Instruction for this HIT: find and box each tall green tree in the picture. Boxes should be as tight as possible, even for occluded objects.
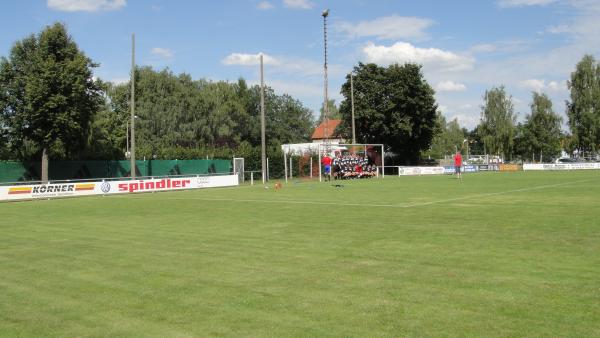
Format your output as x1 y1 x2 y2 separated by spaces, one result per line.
102 67 313 158
567 55 600 152
339 63 437 163
427 113 467 158
518 92 562 161
479 86 516 159
0 23 102 182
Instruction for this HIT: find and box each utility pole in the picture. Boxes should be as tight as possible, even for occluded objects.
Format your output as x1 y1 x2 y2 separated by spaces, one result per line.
260 53 267 184
321 9 331 152
130 33 135 180
350 73 356 144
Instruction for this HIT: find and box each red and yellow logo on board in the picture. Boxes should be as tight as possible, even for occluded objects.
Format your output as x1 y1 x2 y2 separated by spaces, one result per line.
8 187 31 195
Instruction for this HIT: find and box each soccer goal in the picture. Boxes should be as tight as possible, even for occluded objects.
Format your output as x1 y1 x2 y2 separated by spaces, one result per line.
317 143 385 182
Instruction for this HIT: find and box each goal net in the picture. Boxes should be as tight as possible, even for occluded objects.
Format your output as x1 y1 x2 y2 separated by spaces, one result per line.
318 143 385 181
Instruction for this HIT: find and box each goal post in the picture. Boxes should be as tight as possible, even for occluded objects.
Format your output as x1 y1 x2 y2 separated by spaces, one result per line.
317 143 385 182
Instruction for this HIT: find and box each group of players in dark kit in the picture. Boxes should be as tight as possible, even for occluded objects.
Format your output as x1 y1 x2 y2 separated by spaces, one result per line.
323 154 377 180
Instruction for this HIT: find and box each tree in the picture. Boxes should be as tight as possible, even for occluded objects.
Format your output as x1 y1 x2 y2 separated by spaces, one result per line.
0 23 102 182
566 55 600 152
338 63 437 163
317 99 342 125
101 67 313 158
428 113 467 158
518 92 562 161
479 86 516 158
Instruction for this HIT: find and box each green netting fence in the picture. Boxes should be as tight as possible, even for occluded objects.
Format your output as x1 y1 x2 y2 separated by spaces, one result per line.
0 160 232 183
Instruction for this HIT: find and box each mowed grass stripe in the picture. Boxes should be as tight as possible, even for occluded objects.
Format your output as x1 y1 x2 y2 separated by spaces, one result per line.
0 172 600 336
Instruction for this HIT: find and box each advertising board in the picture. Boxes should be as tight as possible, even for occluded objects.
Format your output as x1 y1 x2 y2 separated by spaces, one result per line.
523 162 600 170
0 175 239 201
398 167 444 176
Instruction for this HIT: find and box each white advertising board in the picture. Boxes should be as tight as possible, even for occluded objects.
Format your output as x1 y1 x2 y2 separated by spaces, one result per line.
0 175 239 200
398 167 444 176
523 163 600 170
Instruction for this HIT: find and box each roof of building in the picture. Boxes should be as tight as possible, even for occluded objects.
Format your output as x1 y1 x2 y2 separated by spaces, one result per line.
311 120 342 140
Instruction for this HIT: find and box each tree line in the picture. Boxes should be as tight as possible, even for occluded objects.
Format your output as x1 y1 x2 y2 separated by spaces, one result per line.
0 23 600 182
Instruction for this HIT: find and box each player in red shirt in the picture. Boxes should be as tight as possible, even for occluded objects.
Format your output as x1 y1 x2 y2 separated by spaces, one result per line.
454 151 462 178
321 155 332 181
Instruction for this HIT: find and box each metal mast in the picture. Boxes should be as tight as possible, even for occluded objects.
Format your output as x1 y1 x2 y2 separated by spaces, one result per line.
260 53 267 184
321 9 331 153
130 33 135 180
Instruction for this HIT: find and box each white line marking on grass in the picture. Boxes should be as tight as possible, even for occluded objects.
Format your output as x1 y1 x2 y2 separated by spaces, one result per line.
115 180 595 208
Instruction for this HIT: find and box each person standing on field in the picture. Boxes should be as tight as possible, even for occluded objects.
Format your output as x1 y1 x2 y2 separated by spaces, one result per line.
454 151 462 179
321 155 332 181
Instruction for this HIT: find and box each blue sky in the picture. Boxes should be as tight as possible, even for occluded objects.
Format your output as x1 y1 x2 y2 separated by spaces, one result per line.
0 0 600 128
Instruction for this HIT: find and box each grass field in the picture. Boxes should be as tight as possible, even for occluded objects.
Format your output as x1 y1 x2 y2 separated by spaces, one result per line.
0 171 600 337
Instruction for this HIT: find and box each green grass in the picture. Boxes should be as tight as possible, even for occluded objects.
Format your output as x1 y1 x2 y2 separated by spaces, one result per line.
0 171 600 337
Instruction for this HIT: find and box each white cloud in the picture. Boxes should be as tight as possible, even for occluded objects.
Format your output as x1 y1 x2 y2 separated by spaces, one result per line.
266 80 324 98
519 79 567 93
150 47 175 59
498 0 558 8
283 0 315 9
519 79 546 93
47 0 127 12
221 53 348 78
362 42 475 71
256 1 275 10
334 15 434 40
470 43 498 53
221 53 279 66
436 81 467 92
547 81 567 92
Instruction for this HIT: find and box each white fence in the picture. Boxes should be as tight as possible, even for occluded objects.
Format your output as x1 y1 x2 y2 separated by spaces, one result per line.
523 162 600 170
########################################
▶ _Short problem_
Please put all of the lines above into a numbered list, skipping any blank lines and leaving out the picture.

▶ _Final result_
1. Instruction for this HIT: find and box each tall green tree in the picture. Boxes should be as tight as possible, even for occluded objects.
2. Format your output as x1 y1 x2 y2 separated by spaces, one result per line.
3. 102 67 313 158
4. 567 55 600 152
5. 339 63 437 163
6. 427 113 467 158
7. 518 92 562 161
8. 479 86 516 159
9. 0 23 102 182
10. Instruction for this HIT: find and box each utility pole in the picture. Boxes should be as tight as possible, even for occluded objects.
11. Format your output as x1 y1 x2 y2 separated by spaces, one result per line.
12. 260 53 267 184
13. 321 9 331 152
14. 130 33 135 180
15. 350 73 356 144
16. Instruction for this HIT: find and box each red and yellow logo on board in the picture. Boxes should be as tight as possible, even for occluded objects.
17. Format your output as x1 y1 x2 y2 separated by spaces, one result per line.
18. 8 187 31 195
19. Instruction for this HIT: find and box each soccer goal in the picture. Boxes should be as tight as possible, even for occluded objects.
20. Format your output as x1 y1 x2 y2 separated by spaces, one result per line.
21. 317 143 385 182
22. Instruction for this HIT: find and box each goal net in the picture. Boxes should be as tight as possible, even for occluded objects.
23. Format your output as x1 y1 x2 y2 separated by spaces, one result per line.
24. 318 143 385 181
25. Instruction for this HIT: find and box each goal post in the picture. Boxes should be as tight as possible, even for occluded objects.
26. Format your output as x1 y1 x2 y2 separated by spaces, one result per line.
27. 317 143 385 182
28. Instruction for this HIT: find and box each group of players in dark kit in the picture. Boxes should be as tight as possible, even for occluded objects.
29. Format your output as x1 y1 x2 y2 separated by spaces, one result per line.
30. 323 154 377 180
31. Instruction for this HIT: find and box each tree in the picture. Boxes should be as tight as possible, even for occluded objects.
32. Format your output as x1 y1 x2 y2 separated by spaces, one result per line.
33. 0 23 102 182
34. 566 55 600 152
35. 338 63 437 163
36. 317 99 342 125
37. 101 67 313 158
38. 428 113 467 158
39. 518 92 562 161
40. 479 86 516 158
41. Instruction for this HIT: find and box each green netting fence in the picture. Boxes should be as tight as possible, even for occluded objects.
42. Format your output as x1 y1 x2 y2 separated by spaces, one result per line.
43. 0 160 232 183
44. Instruction for this HIT: find and box each mowed grass stripe in the picture. Boxes should be as tight as possible, even for occluded objects.
45. Format your output as x1 y1 x2 y2 separated by spaces, one result per line.
46. 0 172 600 336
47. Instruction for this HIT: find and box each advertising board in the picture. Boxes should be as tight as possible, even for occluded objects.
48. Format your output as x1 y1 x2 y2 separated by spaces, one result per line.
49. 523 162 600 170
50. 0 175 239 201
51. 398 167 444 176
52. Instruction for this HIT: find and box each white advertising board in the picture. Boxes should be as tight as possible, even for occluded objects.
53. Format your output as x1 y1 x2 y2 separated by spaces, one result per line.
54. 0 175 239 200
55. 398 167 444 176
56. 523 163 600 170
57. Instruction for this HIT: find and box each roof of building in the picture. Boxes should be as tight as possible, even for occluded objects.
58. Format your output as x1 y1 x2 y2 separated by spaces, one result per line.
59. 311 120 342 140
60. Instruction for this HIT: find and box each tree line in the picture. Boxes should be as tight as possible, even for occluded objects.
61. Format your output as x1 y1 x2 y2 separated by spaces, one result per line.
62. 0 23 600 182
63. Instruction for this HIT: find and box each player in red shirt in the picture. Boxes should be as tight as possible, even for occluded objects.
64. Format your output as x1 y1 x2 y2 separated by spaces, one result per line.
65. 454 151 462 178
66. 321 155 332 181
67. Instruction for this HIT: find and box each metal mast in the picture. Boxes should be as tight as possible, even for occluded objects.
68. Format your output as x1 y1 x2 y2 separated by spaces, one result per line.
69. 260 53 267 184
70. 321 9 331 153
71. 130 33 135 180
72. Instruction for this HIT: find and box each white line marking on grass in the picture. Boxes should be as tight as possible, even for occluded objects.
73. Format your output as x1 y1 x2 y2 separated by spaces, one result per line.
74. 115 180 595 208
75. Instruction for this HIT: find and box each person standing on field in the picture. Boxes should be as tight as possible, even for occluded objects.
76. Format your output as x1 y1 x2 y2 separated by spaces, one result per line.
77. 454 151 462 179
78. 321 155 332 181
79. Instruction for this HIT: find and box each blue sky in the picture. Boxes should be as tight as possible, even for occluded objects.
80. Format your output as x1 y1 x2 y2 separated by spaces, one result per line.
81. 0 0 600 128
82. Instruction for this HIT: find and box each grass field in the picture. Boxes should be as tight as possible, even for occluded objects.
83. Format your output as x1 y1 x2 y2 separated by spaces, one result per line.
84. 0 171 600 337
85. Instruction for this HIT: find and box each green grass in the picture. Boxes should be as tight as possible, even for occluded objects.
86. Format your output as x1 y1 x2 y2 separated by spaces, one result per line.
87. 0 171 600 337
88. Instruction for this HIT: find and box each white cloud in the picture. Boxes should be as tight as possible, even for occluded objects.
89. Format your output as x1 y1 x2 y2 separated by spaces, one result per line.
90. 266 80 324 98
91. 519 79 567 93
92. 150 47 175 59
93. 498 0 558 8
94. 283 0 315 9
95. 519 79 546 93
96. 47 0 127 12
97. 221 53 348 78
98. 362 42 475 71
99. 256 1 275 10
100. 334 15 434 40
101. 470 43 498 53
102. 221 53 279 66
103. 436 81 467 92
104. 547 81 567 92
105. Instruction for this HIT: find and box each white fence in the picture. Boxes should be as tight as possible, even for occluded objects.
106. Format your output as x1 y1 x2 y2 separated by spaces, one result per line.
107. 523 162 600 170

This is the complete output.